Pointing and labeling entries
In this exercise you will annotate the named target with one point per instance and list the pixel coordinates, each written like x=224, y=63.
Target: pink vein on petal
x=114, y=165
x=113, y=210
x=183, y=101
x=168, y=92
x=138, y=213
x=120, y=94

Your instructions: Set out every line of the records above as a numbered list, leaving out any blank lines.

Written solution:
1. In this exercise you will annotate the named target with one point per instance and list the pixel coordinates, each written like x=224, y=63.
2. Target: pink vein on petal
3. x=114, y=165
4. x=113, y=210
5. x=183, y=101
6. x=168, y=92
7. x=138, y=213
8. x=120, y=94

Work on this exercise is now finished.